Problem to work on
Repeat all of the data precisely.

--- START OF Data entries ---

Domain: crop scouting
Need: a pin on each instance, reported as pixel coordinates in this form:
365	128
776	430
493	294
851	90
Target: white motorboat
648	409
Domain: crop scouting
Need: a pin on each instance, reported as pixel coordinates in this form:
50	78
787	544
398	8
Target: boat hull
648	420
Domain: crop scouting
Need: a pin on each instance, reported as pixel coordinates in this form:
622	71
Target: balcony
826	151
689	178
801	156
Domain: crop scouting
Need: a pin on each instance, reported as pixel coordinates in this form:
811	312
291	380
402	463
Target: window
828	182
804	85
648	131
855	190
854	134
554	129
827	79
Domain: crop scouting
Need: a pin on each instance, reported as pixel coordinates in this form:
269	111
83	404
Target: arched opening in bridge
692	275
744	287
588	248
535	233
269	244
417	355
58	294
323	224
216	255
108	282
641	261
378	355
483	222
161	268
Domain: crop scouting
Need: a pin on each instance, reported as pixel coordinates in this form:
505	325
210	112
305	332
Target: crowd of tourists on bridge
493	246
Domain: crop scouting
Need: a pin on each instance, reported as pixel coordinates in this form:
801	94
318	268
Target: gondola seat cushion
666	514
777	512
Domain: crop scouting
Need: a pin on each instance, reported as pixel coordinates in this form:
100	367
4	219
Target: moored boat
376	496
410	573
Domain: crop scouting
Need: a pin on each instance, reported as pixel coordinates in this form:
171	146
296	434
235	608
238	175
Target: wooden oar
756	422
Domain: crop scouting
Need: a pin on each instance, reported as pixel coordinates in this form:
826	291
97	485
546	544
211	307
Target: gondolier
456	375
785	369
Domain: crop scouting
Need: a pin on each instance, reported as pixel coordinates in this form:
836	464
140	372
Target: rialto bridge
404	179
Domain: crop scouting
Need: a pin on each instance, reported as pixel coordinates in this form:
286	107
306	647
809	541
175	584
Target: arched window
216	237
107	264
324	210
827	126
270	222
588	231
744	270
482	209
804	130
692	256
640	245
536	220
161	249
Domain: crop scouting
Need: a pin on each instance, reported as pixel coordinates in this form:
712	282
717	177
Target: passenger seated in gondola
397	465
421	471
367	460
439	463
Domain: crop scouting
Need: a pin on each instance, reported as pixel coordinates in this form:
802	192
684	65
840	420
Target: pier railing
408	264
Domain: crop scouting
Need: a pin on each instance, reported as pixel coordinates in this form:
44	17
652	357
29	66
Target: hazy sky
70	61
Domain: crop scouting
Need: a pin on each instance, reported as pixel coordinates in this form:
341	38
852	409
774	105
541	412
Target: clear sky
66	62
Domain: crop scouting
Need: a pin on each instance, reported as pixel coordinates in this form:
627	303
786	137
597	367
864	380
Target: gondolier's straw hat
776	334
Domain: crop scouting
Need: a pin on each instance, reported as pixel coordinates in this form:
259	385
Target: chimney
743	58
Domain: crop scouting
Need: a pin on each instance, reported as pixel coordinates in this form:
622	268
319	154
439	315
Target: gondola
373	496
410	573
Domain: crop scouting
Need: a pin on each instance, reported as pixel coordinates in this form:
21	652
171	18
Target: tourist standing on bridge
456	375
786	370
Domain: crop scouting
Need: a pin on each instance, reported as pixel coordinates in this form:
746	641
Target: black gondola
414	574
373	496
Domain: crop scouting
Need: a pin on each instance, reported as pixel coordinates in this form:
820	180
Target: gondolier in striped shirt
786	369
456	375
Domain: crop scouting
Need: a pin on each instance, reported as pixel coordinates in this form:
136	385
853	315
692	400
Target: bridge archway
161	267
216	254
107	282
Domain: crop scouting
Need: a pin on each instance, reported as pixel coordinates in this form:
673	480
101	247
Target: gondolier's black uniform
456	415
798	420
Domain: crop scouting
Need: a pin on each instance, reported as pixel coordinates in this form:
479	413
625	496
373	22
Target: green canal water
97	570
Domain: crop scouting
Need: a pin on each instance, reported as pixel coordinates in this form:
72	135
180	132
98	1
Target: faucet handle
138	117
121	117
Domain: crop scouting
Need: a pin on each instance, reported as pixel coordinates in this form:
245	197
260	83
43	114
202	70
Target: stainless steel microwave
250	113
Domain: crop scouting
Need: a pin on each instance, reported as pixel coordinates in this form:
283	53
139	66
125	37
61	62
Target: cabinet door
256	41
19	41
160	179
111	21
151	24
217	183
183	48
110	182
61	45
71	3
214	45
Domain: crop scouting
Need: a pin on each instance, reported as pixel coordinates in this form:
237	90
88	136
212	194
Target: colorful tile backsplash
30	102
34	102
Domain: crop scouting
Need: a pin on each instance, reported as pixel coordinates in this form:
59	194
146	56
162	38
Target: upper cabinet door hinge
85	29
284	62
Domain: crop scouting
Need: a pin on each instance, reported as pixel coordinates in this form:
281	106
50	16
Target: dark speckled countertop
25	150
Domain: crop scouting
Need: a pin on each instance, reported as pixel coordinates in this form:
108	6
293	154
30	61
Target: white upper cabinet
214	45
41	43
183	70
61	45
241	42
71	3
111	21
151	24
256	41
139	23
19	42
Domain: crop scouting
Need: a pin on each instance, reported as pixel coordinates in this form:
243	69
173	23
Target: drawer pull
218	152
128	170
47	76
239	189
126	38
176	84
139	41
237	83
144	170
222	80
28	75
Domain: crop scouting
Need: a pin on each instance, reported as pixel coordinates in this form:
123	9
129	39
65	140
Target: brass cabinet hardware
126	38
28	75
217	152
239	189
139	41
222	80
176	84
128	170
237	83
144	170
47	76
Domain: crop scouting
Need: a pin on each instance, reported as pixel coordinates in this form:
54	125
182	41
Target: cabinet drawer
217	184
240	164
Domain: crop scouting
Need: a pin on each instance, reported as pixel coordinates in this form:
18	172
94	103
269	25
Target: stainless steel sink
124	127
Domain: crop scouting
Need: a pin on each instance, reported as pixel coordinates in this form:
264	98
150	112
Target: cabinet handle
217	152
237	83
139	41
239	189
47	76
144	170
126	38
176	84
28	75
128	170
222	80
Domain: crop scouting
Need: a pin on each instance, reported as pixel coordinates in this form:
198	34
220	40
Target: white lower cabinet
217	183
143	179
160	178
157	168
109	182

--- END OF Data entries ---

Exercise response
Domain: crop scouting
Need: a pin on each instance, reported as pixel coordinates in this form:
365	128
776	430
493	294
851	90
Target: white motorboat
648	409
Domain: crop scouting
Need: a pin on each instance, reported as pixel coordinates in this form:
50	78
787	544
398	8
Target: boat hull
648	420
Domain: crop scouting
Need: a pin on each instance, reported as pixel coordinates in this form:
622	71
Target: balcony
826	151
689	178
801	156
Domain: crop scouting
Need: a pin on each instance, reported as pixel coordinates in this form:
811	312
291	380
402	463
Target: window
828	182
804	85
648	131
855	190
854	134
554	129
827	79
Domain: crop scouting
Need: a pin on each instance, reported as pixel coordinates in this form:
269	111
83	404
Target: arched opening in bridge
692	275
744	287
588	248
535	233
269	244
417	355
58	294
323	224
216	255
108	282
641	261
378	355
483	222
161	268
Domain: crop scouting
Need: a pin on each instance, reported as pixel coordinates in this form:
505	325
210	112
305	332
Target: crowd of tourists on bridge
493	246
Domain: crop scouting
Need: a pin on each instance, reported as pixel coordinates in this form:
801	94
318	268
Target: gondola seat cushion
666	514
777	512
Domain: crop scouting
Need: a pin on each instance, reported as pixel coordinates in this form:
100	367
4	219
Target: moored boat
376	496
410	573
Domain: crop scouting
Need: a pin on each instance, reported as pixel coordinates in this form:
171	146
296	434
235	608
238	175
Target: wooden oar
756	422
Domain: crop scouting
Need: a pin on each instance, reported as pixel coordinates in this form:
826	291
97	485
546	544
211	307
Target: gondolier
456	375
785	369
Domain: crop scouting
Need: a pin on each instance, reported as pixel coordinates in this form:
836	464
140	372
Target: rialto bridge
404	179
Domain: crop scouting
Need: a pin on each instance, reported as pixel coordinates in this form:
286	107
306	647
809	541
175	584
Target: arched window
216	237
107	264
324	210
827	126
270	222
588	231
744	270
482	209
804	130
692	256
640	245
536	220
161	249
Domain: crop scouting
Need: a pin on each instance, reported as pixel coordinates in this form:
712	282
717	177
Target: passenger seated in gondola
397	465
421	471
367	460
439	463
Domain: crop scouting
Need: a pin on each instance, reported as pixel coordinates in this form:
802	192
684	65
840	420
Target: pier railing
408	264
Domain: crop scouting
Need: a pin on each instance, reported as pixel coordinates in this form:
44	17
652	357
29	66
Target: hazy sky
70	61
Domain: crop scouting
Need: a pin on each instance, reported as pixel coordinates in this form:
341	38
852	409
774	105
541	412
Target: clear sky
66	62
Domain: crop scouting
Need: a pin on each instance, reported as pixel coordinates in this form:
627	303
786	137
597	367
864	380
Target: gondolier's straw hat
776	334
Domain: crop scouting
Need: a pin on each instance, reported as pixel coordinates in this form:
259	385
Target: chimney
743	58
Domain: crop scouting
Need: a pin on each instance, reported as pixel coordinates in this form:
622	268
319	154
439	315
Target: gondola
373	496
410	573
Domain: crop scouting
Need: a pin on each instance, reported as pixel coordinates in this form:
21	652
171	18
Target: tourist standing on bridge
456	375
786	370
Domain: crop scouting
Need: a pin on each instance, reported as pixel coordinates in this form:
746	641
Target: black gondola
414	574
373	496
Domain: crop scouting
Need: a pin on each instance, reported as pixel coordinates in this form:
820	180
Target: gondolier in striped shirt
786	369
456	375
Domain: crop scouting
Need: a pin on each instance, reported as pixel coordinates in this form:
136	385
853	315
692	400
Target: bridge archway
161	267
216	254
107	282
Domain: crop scouting
Need: a pin on each instance, reported as pixel coordinates in this form:
673	480
101	247
Target: gondolier's black uniform
456	415
798	420
Domain: crop scouting
Need: a pin on each instance, reported as pixel coordinates in this form:
479	413
625	496
373	22
Target: green canal water
97	570
Domain: crop scouting
Need: a pin on each instance, reported as pixel coordinates in this form:
72	135
180	132
98	1
Target: faucet handle
138	117
121	117
Domain: crop scouting
Need: a pin on each instance, reported as pixel coordinates in this form:
245	197
260	83
43	114
202	70
Target: stainless steel microwave
250	113
Domain: crop scouting
Need: a pin on each instance, reported as pixel coordinates in this form:
283	53
139	66
125	37
61	62
Target: cabinet door
256	41
19	41
160	179
111	21
151	24
217	183
183	48
110	182
61	45
71	3
214	45
Domain: crop scouting
Need: a pin on each instance, reported as pixel coordinates in this form:
237	90
88	136
212	194
Target: colorful tile backsplash
30	102
34	102
Domain: crop scouting
Need: a pin on each instance, reported as pixel coordinates in this form:
59	194
146	56
162	38
Target: upper cabinet door hinge
85	29
284	62
Domain: crop scouting
Need: a pin on each instance, reported as pixel coordinates in this form:
281	106
50	16
Target: dark speckled countertop
25	150
Domain: crop scouting
Need: a pin on each instance, reported as pixel coordinates in this form:
108	6
293	154
30	61
Target: white upper cabinet
214	45
41	43
183	70
61	45
241	42
71	3
111	21
151	24
256	41
139	23
19	42
Domain: crop scouting
Need: a pin on each instance, reported as pixel coordinates in this form:
243	69
173	23
Target: drawer pull
218	152
128	170
47	76
239	189
126	38
176	84
139	41
237	83
144	170
222	80
28	75
Domain: crop scouting
Need: a pin on each instance, reported as pixel coordinates in this form:
123	9
129	39
65	140
Target: brass cabinet hardware
126	38
28	75
217	152
239	189
139	41
222	80
176	84
128	170
237	83
144	170
47	76
Domain: crop scouting
Need: a pin on each instance, reported as pixel coordinates in this form:
54	125
182	41
Target: cabinet drawer
217	184
240	164
Domain: crop scouting
Need: a pin on each instance, reported as pixel coordinates in this form:
18	172
94	103
269	25
Target: stainless steel sink
124	127
Domain: crop scouting
Need: a pin on each instance, reported as pixel coordinates in this form:
264	98
150	112
Target: cabinet handle
217	152
237	83
139	41
239	189
47	76
144	170
126	38
176	84
28	75
128	170
222	80
Domain: crop scouting
Need: a pin on each instance, reported as pixel coordinates in this form:
198	34
220	40
Target: white lower cabinet
217	183
143	179
160	178
157	168
109	182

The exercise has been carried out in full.